Locate each line in the data below that contains the string "segment", and copy those lines in full.
═════ Records shown ═════
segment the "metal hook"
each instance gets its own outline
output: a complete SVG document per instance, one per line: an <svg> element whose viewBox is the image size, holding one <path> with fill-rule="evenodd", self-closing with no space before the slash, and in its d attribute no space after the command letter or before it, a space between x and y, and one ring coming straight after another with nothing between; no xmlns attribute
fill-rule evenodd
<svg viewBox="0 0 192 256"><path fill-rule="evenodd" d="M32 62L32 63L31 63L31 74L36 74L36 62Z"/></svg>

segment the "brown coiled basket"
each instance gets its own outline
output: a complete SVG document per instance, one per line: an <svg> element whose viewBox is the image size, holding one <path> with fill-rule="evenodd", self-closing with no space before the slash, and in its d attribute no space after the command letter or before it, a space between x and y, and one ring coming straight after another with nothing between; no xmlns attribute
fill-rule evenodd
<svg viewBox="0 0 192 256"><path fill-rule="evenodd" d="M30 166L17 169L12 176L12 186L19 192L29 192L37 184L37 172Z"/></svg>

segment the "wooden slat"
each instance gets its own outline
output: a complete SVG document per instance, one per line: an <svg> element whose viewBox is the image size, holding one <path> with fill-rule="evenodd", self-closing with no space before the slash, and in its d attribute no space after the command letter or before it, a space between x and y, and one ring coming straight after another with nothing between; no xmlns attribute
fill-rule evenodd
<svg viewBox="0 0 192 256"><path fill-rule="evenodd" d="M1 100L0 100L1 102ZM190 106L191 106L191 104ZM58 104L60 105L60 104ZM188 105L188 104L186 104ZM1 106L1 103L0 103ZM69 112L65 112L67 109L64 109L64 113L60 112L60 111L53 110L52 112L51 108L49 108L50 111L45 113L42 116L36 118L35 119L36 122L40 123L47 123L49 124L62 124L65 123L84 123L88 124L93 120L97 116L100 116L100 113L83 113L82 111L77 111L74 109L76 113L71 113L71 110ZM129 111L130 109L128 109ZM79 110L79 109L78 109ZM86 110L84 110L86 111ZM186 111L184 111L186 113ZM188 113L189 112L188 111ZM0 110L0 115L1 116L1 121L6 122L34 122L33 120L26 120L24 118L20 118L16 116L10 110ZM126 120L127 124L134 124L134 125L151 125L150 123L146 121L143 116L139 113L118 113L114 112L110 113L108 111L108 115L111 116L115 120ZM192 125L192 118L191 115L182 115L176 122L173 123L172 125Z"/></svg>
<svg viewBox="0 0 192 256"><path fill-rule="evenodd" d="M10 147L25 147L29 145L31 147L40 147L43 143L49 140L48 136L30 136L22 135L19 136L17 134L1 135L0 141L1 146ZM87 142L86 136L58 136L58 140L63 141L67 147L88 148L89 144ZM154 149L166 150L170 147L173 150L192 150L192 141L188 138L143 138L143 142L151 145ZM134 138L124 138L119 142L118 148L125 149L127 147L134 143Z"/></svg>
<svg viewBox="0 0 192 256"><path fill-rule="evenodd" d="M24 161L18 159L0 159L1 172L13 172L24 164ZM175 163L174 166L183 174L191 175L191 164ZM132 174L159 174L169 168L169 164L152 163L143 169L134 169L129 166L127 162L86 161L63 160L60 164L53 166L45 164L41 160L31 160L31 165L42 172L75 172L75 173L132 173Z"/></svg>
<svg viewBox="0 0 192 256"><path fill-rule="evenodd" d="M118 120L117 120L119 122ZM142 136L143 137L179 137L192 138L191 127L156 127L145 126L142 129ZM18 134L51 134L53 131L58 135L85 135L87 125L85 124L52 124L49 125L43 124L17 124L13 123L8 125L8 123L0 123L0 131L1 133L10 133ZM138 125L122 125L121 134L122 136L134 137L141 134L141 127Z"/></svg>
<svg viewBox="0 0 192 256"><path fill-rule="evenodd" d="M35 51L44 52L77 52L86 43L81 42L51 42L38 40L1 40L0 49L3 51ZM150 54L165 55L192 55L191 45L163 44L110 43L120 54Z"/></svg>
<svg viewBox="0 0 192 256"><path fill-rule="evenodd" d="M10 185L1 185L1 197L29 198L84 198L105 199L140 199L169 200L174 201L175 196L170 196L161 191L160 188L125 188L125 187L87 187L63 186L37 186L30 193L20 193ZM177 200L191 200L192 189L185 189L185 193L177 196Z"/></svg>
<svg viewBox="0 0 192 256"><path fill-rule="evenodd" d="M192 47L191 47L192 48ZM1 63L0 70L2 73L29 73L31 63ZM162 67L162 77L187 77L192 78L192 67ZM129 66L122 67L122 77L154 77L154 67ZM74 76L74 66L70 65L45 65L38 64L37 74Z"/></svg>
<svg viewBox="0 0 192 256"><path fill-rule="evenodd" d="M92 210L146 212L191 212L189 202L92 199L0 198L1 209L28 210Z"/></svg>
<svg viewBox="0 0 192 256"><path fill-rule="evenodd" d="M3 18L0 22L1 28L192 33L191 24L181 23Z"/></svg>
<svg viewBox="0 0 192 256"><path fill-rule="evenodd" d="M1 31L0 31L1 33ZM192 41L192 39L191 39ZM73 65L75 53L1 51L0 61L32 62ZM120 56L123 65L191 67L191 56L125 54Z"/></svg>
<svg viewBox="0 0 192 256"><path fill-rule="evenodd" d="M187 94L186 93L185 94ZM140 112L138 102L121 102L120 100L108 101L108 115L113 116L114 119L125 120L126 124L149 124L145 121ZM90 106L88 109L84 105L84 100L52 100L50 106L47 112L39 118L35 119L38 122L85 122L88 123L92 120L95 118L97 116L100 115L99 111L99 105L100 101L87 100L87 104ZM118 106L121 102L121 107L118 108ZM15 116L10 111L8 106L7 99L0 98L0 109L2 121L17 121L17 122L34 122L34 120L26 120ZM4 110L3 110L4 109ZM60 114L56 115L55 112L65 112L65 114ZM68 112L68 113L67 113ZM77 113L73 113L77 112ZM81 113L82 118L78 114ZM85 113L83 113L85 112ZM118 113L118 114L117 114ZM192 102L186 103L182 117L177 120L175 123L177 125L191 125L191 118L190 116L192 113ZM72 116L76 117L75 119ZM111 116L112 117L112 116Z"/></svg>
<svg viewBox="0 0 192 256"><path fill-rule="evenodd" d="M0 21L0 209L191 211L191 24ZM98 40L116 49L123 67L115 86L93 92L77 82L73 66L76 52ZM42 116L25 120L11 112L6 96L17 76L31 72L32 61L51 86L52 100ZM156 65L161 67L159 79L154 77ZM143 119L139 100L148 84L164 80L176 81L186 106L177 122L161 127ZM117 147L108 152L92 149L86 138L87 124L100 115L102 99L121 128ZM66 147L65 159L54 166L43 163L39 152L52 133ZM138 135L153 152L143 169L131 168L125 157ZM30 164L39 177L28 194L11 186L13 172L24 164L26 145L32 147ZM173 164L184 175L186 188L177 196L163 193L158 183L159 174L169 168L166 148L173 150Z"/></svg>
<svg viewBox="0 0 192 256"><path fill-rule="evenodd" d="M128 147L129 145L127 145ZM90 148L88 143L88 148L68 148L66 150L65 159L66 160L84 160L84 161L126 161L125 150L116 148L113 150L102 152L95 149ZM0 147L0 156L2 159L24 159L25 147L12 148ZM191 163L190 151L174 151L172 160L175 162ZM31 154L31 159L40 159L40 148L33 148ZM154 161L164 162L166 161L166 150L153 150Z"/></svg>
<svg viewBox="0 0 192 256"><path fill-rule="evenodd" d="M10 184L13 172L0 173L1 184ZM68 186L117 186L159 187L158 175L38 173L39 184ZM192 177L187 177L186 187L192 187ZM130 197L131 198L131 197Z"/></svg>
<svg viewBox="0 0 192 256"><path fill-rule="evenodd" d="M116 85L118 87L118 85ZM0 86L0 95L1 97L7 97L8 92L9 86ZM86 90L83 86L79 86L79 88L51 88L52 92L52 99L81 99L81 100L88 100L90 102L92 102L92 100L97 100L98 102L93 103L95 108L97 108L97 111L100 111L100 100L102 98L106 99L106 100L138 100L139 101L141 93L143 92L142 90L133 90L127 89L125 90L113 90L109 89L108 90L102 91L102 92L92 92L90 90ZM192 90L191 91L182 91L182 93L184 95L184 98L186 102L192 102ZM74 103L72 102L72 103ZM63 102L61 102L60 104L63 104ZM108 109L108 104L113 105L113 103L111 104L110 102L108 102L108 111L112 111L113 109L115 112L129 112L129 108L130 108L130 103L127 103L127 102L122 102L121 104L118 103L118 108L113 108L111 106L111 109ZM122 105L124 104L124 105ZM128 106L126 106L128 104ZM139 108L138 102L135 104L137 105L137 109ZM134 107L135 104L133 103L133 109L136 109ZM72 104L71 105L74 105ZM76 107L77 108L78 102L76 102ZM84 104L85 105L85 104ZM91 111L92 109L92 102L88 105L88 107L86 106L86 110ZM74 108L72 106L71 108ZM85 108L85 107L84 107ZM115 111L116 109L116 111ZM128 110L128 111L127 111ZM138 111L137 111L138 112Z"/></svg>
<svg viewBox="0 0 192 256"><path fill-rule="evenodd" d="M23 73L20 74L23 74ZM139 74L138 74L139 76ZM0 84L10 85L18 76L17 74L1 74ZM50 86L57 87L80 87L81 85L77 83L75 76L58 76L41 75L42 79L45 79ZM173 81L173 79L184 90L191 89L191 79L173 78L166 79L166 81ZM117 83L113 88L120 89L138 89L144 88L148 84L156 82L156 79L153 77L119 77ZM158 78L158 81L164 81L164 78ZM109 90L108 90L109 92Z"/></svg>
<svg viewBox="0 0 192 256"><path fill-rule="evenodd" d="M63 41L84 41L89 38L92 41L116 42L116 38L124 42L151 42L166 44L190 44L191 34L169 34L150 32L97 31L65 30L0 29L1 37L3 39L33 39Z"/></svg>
═════
═════ Records shown ═════
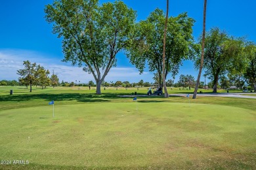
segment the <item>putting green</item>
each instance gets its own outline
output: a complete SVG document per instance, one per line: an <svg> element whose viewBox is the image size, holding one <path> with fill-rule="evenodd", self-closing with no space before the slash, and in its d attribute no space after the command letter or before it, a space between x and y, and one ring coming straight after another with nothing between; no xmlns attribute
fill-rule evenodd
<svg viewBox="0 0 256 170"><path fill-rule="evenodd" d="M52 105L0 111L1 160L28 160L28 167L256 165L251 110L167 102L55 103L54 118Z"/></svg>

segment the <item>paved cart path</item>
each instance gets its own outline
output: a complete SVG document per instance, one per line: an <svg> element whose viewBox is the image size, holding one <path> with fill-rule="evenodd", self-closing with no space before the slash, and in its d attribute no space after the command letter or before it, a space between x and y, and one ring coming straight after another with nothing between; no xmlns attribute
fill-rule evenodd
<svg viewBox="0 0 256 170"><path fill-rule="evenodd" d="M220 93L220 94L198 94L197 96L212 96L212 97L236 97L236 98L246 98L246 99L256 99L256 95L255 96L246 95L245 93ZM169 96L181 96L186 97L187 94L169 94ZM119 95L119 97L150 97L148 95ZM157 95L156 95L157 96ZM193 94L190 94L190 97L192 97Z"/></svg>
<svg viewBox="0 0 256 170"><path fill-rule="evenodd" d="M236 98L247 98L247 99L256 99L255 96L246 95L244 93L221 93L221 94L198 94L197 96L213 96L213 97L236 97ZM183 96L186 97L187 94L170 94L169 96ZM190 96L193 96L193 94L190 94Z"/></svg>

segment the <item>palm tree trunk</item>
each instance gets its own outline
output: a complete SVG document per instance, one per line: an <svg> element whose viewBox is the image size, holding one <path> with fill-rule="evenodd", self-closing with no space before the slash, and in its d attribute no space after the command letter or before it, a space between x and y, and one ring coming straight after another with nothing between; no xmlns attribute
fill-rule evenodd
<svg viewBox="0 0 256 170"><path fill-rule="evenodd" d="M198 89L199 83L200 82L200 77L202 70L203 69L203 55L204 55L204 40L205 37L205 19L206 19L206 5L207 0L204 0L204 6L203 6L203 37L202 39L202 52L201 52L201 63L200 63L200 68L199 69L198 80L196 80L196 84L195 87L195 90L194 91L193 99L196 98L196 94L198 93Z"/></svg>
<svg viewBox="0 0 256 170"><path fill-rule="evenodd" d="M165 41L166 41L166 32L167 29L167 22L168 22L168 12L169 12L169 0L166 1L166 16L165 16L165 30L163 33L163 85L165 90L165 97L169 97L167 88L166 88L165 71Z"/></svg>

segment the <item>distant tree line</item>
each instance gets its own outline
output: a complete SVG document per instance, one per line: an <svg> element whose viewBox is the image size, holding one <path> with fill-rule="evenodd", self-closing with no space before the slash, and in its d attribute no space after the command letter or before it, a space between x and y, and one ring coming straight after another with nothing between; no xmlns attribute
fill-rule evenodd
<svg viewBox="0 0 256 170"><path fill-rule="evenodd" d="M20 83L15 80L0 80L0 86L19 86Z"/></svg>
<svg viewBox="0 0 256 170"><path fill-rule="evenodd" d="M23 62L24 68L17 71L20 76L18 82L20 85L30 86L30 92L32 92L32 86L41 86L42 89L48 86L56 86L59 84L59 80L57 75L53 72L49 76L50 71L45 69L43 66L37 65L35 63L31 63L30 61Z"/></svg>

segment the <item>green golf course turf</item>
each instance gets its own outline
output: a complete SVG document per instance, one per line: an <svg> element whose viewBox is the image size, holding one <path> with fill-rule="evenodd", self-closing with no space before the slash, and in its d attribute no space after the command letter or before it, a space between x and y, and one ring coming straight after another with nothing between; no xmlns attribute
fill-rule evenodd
═════
> Solution to this problem:
segment the "metal hook"
segment the "brown coiled basket"
segment the "wooden slat"
segment the <item>putting green</item>
segment the <item>paved cart path</item>
segment the <item>palm tree trunk</item>
segment the <item>distant tree line</item>
segment the <item>green golf course turf</item>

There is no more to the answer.